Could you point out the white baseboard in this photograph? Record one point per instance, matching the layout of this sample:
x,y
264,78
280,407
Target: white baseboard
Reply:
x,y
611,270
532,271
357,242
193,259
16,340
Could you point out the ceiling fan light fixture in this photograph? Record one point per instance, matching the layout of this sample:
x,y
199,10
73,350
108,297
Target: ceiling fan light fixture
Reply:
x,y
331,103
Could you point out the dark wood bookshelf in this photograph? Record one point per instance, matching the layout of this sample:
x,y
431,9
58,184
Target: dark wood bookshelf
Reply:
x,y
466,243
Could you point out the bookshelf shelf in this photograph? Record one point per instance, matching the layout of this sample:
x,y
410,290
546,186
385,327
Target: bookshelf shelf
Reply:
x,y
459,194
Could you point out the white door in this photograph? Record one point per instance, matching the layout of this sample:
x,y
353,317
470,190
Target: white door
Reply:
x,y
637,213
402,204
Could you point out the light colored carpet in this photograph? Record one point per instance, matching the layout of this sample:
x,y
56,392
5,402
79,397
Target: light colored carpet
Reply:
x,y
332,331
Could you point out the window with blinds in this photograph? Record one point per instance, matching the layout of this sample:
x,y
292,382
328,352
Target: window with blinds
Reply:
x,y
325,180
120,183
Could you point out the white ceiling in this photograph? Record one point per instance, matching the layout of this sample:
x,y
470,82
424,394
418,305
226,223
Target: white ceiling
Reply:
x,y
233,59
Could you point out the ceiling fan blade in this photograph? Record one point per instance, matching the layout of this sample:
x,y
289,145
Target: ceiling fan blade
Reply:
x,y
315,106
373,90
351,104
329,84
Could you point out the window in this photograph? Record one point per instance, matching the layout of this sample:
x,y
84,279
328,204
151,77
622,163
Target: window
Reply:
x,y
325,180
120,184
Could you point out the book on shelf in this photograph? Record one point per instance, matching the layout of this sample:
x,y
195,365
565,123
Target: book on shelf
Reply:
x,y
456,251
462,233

> PROBLEM
For every line above that has "light" in it, copy the line.

> RESULT BELOW
Could you point out the ceiling fan light fixture in this photograph? Record one point per instance, matching the layout of this sample:
Target: ceiling fan light fixture
Could you point out the light colored carpet in this photograph? Record one point per instance, matching the layout of this sample:
Target: light colored carpet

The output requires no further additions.